FOCUS In Sound #37: Jennifer Brophy

ERNIE: Welcome to FOCUS In Sound, the podcast series from the FOCUS newsletter published by the Burroughs Wellcome Fund.  I’m your host, science writer Ernie Hood.

In this edition of FOCUS In Sound, we welcome a young investigator who is pioneering in the field of plant tissue engineering—a remarkable emerging technology that just might eventually save the human race. Jennifer Brophy received one of the Burroughs Wellcome Fund’s Career Awards at the Scientific Interface, or CASI, in 2019. She is an Assistant Professor of Bioengineering at Stanford University, and is a Noyce Family Faculty Fellow and a Chan Zuckerburg Biohub Investigator. 

Jenn received her BS in bioengineering from the University of California, Berkeley in 2009 and her PhD in biological engineering from MIT in 2016. She did her postdoc work at Stanford, where she started looking at plants. Today in her lab, she and her colleagues are developing technologies that enable the genetic engineering of plants and their associated microbes with the goal of enabling innovation in agriculture for a sustainable future.

Task requirements
Answer these questions from the podcast transcript above:
(a) Who hosts FOCUS In Sound?
(b) In what year did Jennifer Brophy receive a Career Award at the Scientific Interface?
(c) From which institution, and in what year, did she receive her PhD?

Stored data

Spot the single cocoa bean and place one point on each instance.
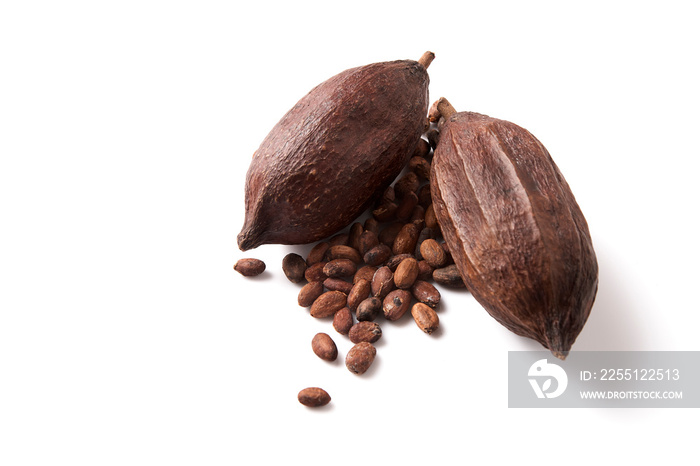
(249, 267)
(448, 276)
(360, 357)
(324, 347)
(294, 266)
(343, 252)
(328, 304)
(369, 309)
(337, 284)
(309, 293)
(365, 272)
(342, 321)
(315, 273)
(425, 293)
(317, 253)
(405, 242)
(377, 255)
(406, 273)
(339, 268)
(313, 397)
(382, 282)
(396, 304)
(368, 240)
(359, 292)
(433, 253)
(426, 318)
(365, 331)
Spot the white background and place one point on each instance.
(126, 129)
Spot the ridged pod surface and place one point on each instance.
(334, 152)
(514, 229)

Solution to this task
(a) Science writer Ernie Hood
(b) 2019
(c) MIT, in 2016